◆ Passage ◆
_ _ _ _ _

Do you get to the end of your day and wonder where all your time went? Between work, family commitments, random phone calls, catching up with friends, walking the dog, feeding the cat and endlessly scrolling through socials, your day has flown by, your to-do list has barely been touched, and you still need to scrounge up something for dinner?
If this sounds familiar, I’m right there with you 🙃. Adjusting to our ‘new normal’ is taking a bit of getting used to. Finding the right balance between work and home life, commuting to the office (or moving from my couch to my desk 😉) is challenging. And my routine, once the foundation of my day, is in tatters and needs some help.
Why do we need routine?
When so much is out of our control, developing a morning routine can help you gain some control so you can do the things you need to do in your day. This boosts your confidence, makes you feel more positive and reduces feelings of stress.
Having a morning routine allows you to plan and prioritise activities so that if things go pear-shaped – as they sometimes do – your most important activities have (hopefully) been accomplished. And having a regular routine means you’re less likely to forget something, which is especially helpful if you’re feeling a bit ‘foggy’.
So how can you create (or update) your morning routine?
First, let’s start with the foundation of your morning routine – getting a good night’s sleep. We all know what it’s like when we haven’t slept well. We drag ourselves through the day, bleary-eyed and unfocused. But we also know that getting a good night’s sleep can sometimes be tough when you live with a musculoskeletal condition and persistent pain. Fortunately, there are many things you can do to improve your sleep quality and quantity, and wake up feeling refreshed. Read our article on sleep for info and tips.
The next step is planning. For your morning routine to be effective and have a positive flow-on effect for the rest of your day, you need to be prepared and have a plan. This may include:
- Getting things ready the night before. Do whatever you can at the end of your day so that your mornings are less hectic. For example, check the weather and decide what you want to wear the following day; prep healthy breakfasts/lunches/snacks so you can just grab them as you head out the door in the morning.

_ _ _ _ _

◆ Dataset entries ◆

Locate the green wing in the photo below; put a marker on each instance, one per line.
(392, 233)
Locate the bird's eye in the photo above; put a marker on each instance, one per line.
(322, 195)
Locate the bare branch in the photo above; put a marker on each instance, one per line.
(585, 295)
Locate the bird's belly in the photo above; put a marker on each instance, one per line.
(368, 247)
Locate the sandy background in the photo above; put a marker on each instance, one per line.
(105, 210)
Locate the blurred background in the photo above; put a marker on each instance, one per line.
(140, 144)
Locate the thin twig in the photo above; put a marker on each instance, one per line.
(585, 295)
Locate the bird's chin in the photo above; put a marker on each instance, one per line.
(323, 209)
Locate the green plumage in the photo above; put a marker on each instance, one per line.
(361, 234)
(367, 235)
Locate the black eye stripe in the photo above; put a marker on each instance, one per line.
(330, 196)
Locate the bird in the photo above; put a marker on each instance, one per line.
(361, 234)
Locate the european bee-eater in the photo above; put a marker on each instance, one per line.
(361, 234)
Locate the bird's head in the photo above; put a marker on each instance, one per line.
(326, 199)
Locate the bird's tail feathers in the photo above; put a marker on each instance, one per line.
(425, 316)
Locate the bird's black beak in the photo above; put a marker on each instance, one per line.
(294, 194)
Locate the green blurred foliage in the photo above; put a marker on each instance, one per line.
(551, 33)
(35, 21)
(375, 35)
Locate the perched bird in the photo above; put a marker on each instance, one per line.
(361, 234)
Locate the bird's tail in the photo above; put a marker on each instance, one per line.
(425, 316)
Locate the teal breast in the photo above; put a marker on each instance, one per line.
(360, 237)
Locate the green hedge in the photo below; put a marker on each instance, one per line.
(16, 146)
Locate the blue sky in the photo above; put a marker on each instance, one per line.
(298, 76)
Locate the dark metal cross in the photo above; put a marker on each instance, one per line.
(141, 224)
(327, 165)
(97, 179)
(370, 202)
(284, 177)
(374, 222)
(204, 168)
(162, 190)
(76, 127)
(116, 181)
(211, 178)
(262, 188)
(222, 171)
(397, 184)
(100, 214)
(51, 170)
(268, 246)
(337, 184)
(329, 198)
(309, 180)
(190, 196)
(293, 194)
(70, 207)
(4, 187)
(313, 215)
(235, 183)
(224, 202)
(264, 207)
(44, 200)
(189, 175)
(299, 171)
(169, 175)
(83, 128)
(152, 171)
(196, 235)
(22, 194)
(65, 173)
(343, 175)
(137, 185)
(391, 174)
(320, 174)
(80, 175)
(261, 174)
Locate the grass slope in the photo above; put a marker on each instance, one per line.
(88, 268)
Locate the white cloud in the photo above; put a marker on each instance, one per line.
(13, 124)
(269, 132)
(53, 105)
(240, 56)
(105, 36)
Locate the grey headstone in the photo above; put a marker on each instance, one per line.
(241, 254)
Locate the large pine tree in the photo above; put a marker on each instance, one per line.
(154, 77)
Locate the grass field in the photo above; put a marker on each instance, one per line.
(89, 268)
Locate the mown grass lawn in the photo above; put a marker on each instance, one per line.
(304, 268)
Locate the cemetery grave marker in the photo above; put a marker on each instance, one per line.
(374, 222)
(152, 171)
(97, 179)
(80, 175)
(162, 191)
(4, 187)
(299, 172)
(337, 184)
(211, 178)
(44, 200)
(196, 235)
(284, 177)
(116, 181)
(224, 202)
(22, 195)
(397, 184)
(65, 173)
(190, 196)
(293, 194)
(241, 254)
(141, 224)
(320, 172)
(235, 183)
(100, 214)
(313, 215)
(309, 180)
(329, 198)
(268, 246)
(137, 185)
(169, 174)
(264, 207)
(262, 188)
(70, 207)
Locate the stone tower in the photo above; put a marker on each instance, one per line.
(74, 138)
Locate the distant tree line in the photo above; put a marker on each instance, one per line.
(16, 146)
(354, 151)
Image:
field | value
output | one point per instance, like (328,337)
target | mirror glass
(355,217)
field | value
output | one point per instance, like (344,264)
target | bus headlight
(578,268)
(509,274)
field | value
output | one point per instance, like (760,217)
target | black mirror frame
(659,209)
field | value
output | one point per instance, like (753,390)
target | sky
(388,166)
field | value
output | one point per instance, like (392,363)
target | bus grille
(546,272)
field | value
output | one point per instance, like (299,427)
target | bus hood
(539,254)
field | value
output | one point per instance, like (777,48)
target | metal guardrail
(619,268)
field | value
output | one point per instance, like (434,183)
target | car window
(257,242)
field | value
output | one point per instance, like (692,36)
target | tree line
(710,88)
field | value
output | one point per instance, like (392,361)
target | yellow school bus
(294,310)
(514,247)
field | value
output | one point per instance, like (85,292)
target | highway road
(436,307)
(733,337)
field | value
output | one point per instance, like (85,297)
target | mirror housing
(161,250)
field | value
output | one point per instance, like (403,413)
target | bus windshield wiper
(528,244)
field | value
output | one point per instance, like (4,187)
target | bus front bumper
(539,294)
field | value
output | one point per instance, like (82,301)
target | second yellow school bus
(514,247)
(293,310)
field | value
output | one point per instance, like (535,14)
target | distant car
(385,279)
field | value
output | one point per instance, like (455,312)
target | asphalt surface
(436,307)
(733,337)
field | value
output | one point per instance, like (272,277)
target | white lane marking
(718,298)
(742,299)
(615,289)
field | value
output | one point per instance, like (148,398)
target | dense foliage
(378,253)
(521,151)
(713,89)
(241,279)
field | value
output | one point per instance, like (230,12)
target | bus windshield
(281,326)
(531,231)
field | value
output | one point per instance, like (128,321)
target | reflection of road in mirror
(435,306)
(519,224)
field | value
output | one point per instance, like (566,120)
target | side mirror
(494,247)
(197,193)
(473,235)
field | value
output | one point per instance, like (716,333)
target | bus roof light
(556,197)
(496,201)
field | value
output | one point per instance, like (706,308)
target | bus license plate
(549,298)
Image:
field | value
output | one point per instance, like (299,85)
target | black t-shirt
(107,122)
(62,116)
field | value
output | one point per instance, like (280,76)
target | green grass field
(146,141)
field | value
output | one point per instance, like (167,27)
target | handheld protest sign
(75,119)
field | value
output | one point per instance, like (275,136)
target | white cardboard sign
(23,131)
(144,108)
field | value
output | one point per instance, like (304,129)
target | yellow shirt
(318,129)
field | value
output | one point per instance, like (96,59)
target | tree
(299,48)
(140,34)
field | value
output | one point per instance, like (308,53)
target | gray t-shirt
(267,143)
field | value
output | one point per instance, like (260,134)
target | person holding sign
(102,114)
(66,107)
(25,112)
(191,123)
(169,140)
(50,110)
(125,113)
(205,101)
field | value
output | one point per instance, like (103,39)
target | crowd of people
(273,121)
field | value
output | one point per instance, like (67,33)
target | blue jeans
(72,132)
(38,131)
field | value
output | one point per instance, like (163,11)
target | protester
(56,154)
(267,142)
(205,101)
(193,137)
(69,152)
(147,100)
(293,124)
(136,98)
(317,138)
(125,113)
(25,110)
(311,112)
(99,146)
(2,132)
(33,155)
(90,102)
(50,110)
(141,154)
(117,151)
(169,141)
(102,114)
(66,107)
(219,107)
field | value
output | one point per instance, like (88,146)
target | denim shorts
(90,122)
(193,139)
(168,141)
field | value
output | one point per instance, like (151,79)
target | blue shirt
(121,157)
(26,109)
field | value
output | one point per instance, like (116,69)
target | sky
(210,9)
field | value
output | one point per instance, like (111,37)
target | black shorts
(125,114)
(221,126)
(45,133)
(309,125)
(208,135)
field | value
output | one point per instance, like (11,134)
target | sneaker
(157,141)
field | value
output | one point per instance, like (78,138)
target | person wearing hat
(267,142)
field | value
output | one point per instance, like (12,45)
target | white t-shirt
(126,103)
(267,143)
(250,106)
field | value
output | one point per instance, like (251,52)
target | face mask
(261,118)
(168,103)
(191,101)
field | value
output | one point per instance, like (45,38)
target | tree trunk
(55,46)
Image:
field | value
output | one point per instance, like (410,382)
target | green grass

_ _ _ _ _

◆ Work task 1 ◆
According to the article on morning routines, what is the foundation of a morning routine?
◆ Work task 2 ◆
Continue the article on morning routines from the point where it ends.

◆ Written response 1 ◆
Getting a good night's sleep.

◆ Written response 2 ◆
- Make a list of the things you need to do in the day and prioritise them to know what absolutely needs to be done. Include appointments, exercise, work/school/family/social commitments and recreation.
Now it’s time to get moving.
- When the alarm goes off, it’s tempting to hit the snooze button, but resist the urge! Endlessly hitting snooze will make you lose valuable time, and it could also affect your health. Find out how.
- Build extra time into your morning routine in case you wake up feeling blah. The extra time will also make you feel less rushed and stressed.
- Do some gentle stretches while in bed to warm up and loosen stiff muscles and joints.
- Have a warm shower for the same reason. It’ll also help clear your head and wake you up fully.
- Sit down and eat a healthy breakfast and drink some water.
- Take your medications (if required).
- Do some exercise. Take your dog for a walk, do some yoga, hit the gym, go for a swim. Whatever exercise you enjoy and you’re committed to doing, do it. Not only will it help you manage your condition and health overall, exercising in the morning improves your concentration, energy levels and mood.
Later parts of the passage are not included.